- **EXTRACTED MATERIAL**
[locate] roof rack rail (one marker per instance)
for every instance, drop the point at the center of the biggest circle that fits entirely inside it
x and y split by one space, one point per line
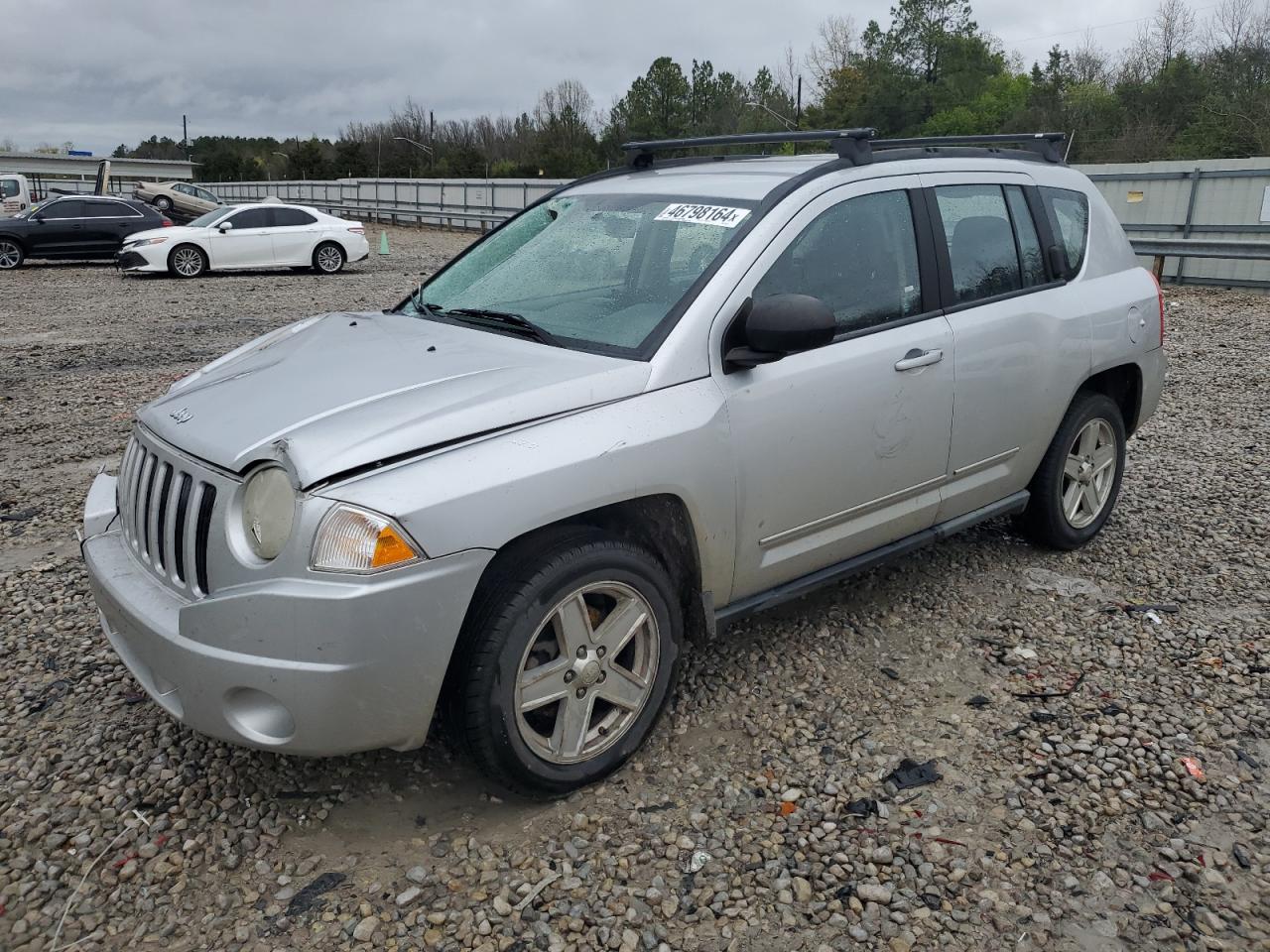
853 145
846 143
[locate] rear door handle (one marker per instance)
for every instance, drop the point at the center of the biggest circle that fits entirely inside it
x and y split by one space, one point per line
916 358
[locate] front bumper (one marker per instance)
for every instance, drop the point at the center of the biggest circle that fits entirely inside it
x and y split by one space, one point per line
139 262
318 665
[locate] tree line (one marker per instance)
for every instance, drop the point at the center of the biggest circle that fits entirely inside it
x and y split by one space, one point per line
1187 87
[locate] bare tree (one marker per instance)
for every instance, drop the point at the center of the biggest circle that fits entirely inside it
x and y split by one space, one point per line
833 49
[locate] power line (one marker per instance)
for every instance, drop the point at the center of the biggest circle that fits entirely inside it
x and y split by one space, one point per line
1097 26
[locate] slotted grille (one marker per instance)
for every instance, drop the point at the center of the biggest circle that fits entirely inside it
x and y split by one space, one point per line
167 511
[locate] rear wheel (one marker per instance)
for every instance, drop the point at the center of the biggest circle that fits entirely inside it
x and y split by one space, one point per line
572 649
10 254
327 258
1079 480
187 262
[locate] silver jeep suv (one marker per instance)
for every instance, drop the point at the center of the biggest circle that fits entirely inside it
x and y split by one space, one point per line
658 399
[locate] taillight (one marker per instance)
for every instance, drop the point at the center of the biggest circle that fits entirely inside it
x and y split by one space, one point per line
1160 298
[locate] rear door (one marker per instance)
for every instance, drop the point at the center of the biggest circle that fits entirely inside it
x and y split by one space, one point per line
58 230
248 244
294 235
1017 349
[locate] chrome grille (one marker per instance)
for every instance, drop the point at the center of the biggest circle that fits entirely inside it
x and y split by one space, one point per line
166 508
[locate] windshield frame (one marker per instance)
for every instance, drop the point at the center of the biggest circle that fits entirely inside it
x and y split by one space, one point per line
652 343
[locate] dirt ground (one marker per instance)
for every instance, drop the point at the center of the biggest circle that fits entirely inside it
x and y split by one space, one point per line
1124 810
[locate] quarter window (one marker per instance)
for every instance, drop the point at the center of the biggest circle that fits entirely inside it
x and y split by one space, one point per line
1070 218
858 257
253 218
1029 243
291 217
980 241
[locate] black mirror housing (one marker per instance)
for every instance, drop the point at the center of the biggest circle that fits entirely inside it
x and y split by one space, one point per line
776 326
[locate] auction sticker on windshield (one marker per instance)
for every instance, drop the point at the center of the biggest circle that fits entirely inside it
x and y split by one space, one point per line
703 214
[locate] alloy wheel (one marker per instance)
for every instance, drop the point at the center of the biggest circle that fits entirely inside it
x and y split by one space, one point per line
329 259
187 262
1088 472
587 673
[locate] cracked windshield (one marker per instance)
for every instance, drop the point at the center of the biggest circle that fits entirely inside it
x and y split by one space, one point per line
597 272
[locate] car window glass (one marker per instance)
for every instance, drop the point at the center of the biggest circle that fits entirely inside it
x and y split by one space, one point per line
253 218
980 241
1070 220
293 217
858 257
1025 230
63 208
107 209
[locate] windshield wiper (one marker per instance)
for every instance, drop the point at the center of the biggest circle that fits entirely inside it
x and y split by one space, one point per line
509 320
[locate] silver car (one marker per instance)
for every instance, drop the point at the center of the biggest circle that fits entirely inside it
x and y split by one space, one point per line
659 399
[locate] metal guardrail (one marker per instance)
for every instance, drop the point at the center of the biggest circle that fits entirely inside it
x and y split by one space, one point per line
1160 249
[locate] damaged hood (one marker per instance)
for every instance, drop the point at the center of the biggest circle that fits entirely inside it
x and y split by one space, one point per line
340 391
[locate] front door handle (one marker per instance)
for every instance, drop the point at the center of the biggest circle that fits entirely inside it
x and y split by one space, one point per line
916 358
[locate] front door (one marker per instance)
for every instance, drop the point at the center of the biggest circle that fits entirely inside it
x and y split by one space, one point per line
245 245
843 448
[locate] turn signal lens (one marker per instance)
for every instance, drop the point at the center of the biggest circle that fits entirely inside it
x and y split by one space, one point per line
361 542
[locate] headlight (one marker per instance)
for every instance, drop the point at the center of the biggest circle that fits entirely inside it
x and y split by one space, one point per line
268 512
357 540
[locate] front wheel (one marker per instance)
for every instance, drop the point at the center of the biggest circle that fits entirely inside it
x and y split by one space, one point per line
10 255
327 258
1079 480
572 649
187 262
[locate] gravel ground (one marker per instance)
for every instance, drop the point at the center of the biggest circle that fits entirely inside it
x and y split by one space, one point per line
1127 812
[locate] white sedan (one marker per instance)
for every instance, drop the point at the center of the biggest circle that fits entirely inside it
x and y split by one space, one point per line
266 235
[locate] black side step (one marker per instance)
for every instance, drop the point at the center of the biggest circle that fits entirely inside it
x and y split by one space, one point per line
797 588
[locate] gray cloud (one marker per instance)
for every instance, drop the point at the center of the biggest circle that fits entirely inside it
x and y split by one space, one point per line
103 73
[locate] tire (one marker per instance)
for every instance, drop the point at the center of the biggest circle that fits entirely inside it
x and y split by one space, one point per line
329 258
183 264
1074 471
516 626
12 254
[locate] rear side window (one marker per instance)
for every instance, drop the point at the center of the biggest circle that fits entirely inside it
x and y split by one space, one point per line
253 218
980 241
1070 220
291 216
1029 243
858 257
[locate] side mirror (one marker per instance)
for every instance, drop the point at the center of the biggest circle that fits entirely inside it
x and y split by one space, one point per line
778 326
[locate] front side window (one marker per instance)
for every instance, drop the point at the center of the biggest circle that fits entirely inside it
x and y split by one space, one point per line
602 272
1070 220
858 257
980 241
63 208
253 218
293 217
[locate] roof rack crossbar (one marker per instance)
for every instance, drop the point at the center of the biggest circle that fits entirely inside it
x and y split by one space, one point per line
847 144
1044 144
856 146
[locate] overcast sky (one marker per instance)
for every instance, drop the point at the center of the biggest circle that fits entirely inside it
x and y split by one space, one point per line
99 73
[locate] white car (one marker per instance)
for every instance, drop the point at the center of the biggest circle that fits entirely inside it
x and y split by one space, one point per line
264 235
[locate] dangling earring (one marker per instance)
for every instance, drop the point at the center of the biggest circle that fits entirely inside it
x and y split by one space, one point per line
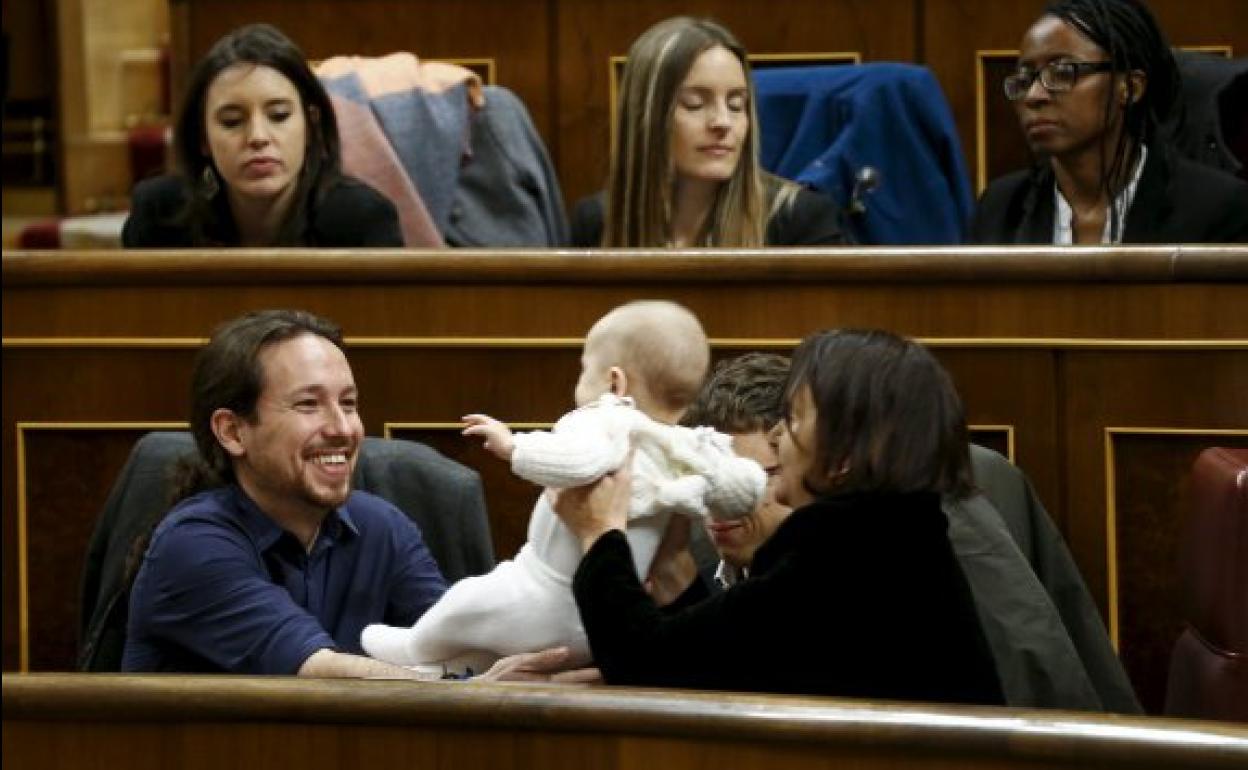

- **WORK TO COMPLETE**
Output the data above in full and exactly, with every image left out.

- **REPLY**
[locate] roof rack rail (one marker per instance)
for every instance, drop the point at the center of the biggest circle that fits entirely inside it
x and y split by one space, one point per line
853 145
846 143
[locate] rear door handle (one marker per instance)
for every instance, drop the point at the center of the biggest circle that fits entirely inside it
x and y split by one space, one point per line
916 358
[locate] front bumper (one marker per instance)
for every instance, drop the point at the center of the biggest circle that fits entirely inside it
x and y split by one space, one point per line
139 262
318 665
[locate] tree line (one marker per instance)
for every instance, drop the point at the center of the biggest circle that fits entirely inside it
x and y split by one space, one point per line
1187 87
[locate] bare tree (one marker per instance)
for every instance, drop the point at the center of the biggest circle that fits entirely inside it
x and y split by one space, one point per line
833 49
[locate] power line (one marker per instance)
for every instance, drop the point at the center of the biggest circle that fits entirely inside it
x and y split by one space, one point per line
1097 26
[locate] slotted grille (one marker per instance)
for every instance, drop the point at the center of the biggest circle that fits entirely inside it
x and y split by one space, one point per line
167 511
[locate] rear wheel (one marker per instance)
for every instance, drop the point at the center of the biggest circle that fits entirely inside it
x and y split by one space, one point per line
572 649
10 254
327 258
1079 480
187 262
[locate] silver jeep suv (one marker per instance)
for every instance, drop the point at the center of the biggest circle that fits entirely inside it
x and y split by one space, one point per line
658 399
[locate] taillight (one marker per instance)
for every instance, drop the point at the center of the biggest circle that fits entirely inside it
x and y split by one space, one point per line
1160 298
[locate] rear door (one marker per instance)
for every instance, drop the point at the center of the biggest circle that fits entirely inside it
x and y split by one space, one point per line
58 230
248 244
294 235
1017 349
[locate] chrome grille (one marker per instance)
for every instance, drop the point at the center of the biggest circle that fits entirely inside it
x and y split by one space, one point per line
166 508
[locate] windshield frame (one marker per instance)
for every instance, drop the point at the center of the biggest circle that fits entirely inside it
x and y split by one space, one point per line
652 343
[locate] dirt ground (one marker per instance)
for every instance, drop the point at the center of the biggest circle that fits entirely inside it
x and y split by one space, one point per line
1124 810
[locate] quarter window (one marker per instance)
for every instance, drop the point at the center of the biggest circle that fits entirely inside it
x and y split by one space, one point per line
1070 218
858 257
253 218
1029 243
291 217
980 241
[locate] black mirror housing (one marker per instance)
for every instance, drop the point at the center of the biggest circle that fits entirely inside it
x and y split by one space, one point per line
776 326
[locate] auction sticker on windshield (one marker per instance)
for every instance, drop the point at the center of the biggest circle that fits entirely inside it
x and y split by one space, one point per line
703 214
[locate] alloy wheel (one marker per instance)
for every instance, drop the point at the center of the biggest circle that fits entirely inside it
x and y split by one space, one point per line
329 259
187 262
1088 472
587 673
[locate] cracked windshield (one marker per instance)
for every instance, drop the point at the center of the biggest circle that fits entirely inside it
x and y split by one space, one point per line
597 272
[locate] car window glass (one marker per instance)
for every instance, drop the point at the center of the biggest circle that fits entirely inside it
x and y split by one space, one point per line
253 218
980 241
1070 220
293 217
858 257
1025 230
63 208
107 209
[locate] windshield wiper (one marker per instance)
for every instance, drop the point at the center of the biggest circle that fits entirely inside it
x and y split by one space, one point per line
509 320
[locate] silver car (one marker per instance)
for every instance, drop the point at the center of the biggest circle that fits entirely inside it
x and y split by one space, one point per line
659 399
[locate] metal guardrail (one marker per instance)
for every instance, drop the point at the center of the biggest circle that fits entirely inside it
x and y split by one space, one point per line
1160 249
[locate] damaged hood (one marker per instance)
for every instance, drop the point at the center of the biggest circle that fits entirely inside it
x and y split by one space, one point per line
340 391
[locate] front door handle (one marker per instance)
for every instance, drop the point at the center of the biggest circle that fits entirely inside it
x and y split by one space, one point per line
916 358
[locate] front door (one marker per instance)
for every instance, drop the point at the center of the biggest circle that fits entirely inside it
x and y split by one space, one point per line
245 245
843 448
[locate] turn signal lens (one marker per instance)
for every instance, drop the point at the center of the biggest circle that fits entirely inside it
x and y split by one space, one point per line
361 542
[locate] headlight (one marker per instance)
for every instance, drop the point at the center of the biggest circle that fits entirely inside it
x and y split by one space, one point per line
268 512
357 540
[locate] front wheel (one marker per instance)
for every instance, drop the point at the center of the biggest circle that fits entirely inside it
x and y split by one space, one point per line
10 255
327 258
1079 480
572 649
187 262
[locate] gravel ground (one marker per instance)
for every instance, drop the point at the center of the biggest circle that fits entirely inside it
x and y split by one space, one point per line
1127 812
[locate] white sedan (one marker per instance)
for every instance, drop the point at the center of the biggest circle that fits entirely inside it
x and y split by one space, one point per line
266 235
[locate] black side step (one marker per instance)
for every instance, drop the point at the center of the biggest circle that fits entirely inside it
x and y split by one space, one point per line
797 588
[locate] gray cloud (one marker per instance)
for every instance, drop the point at the center of the biggest circle that fits entirely inside it
x and y split by one space, one point per line
103 73
[locate] tire (one marker per instance)
for every instance, drop the point at the center of the biggest circle that fits entirely inside it
x and y split by one space, one point per line
329 258
183 264
1074 471
516 626
12 254
[locate] rear side window (one marker per instance)
for every instance, drop the point at the center of the biggest circle that fits entirely inside it
x and y split by one space, one point per line
253 218
980 241
1070 220
291 216
1029 243
858 257
[locate] side mirror (one marker per instance)
for every instance, drop the point at the center of the biggest circle that fits entirely inside it
x and y split by one space, one point per line
778 326
[locate] front side window (one marker per instance)
for every instance, drop the point at the center of the biggest circle that fits entirely inside it
x and y split by one space, one point per line
602 272
1070 220
858 257
980 241
63 208
253 218
293 217
[locate] roof rack crossbar (one marker per instance)
for every instance, drop the point at the center of the biggest circle that fits entirely inside it
x and y split by one space, one point per line
847 144
1044 144
856 146
[locate] overcast sky (one marker per instance)
for every instance, drop the point at the center of the biggest circle that fits entirely inside it
x and y split by one space, one point per line
99 73
[locate] white car (one marker per instance)
for every instance, drop the point at the center of the biggest circle that fits entirely inside it
x and y split by one space, one point per line
264 235
[locate] dangling earring (one marker per instance)
for every instance, drop the point at the center of the biggest circle that fits entirely inside it
x and y split by one space, one point per line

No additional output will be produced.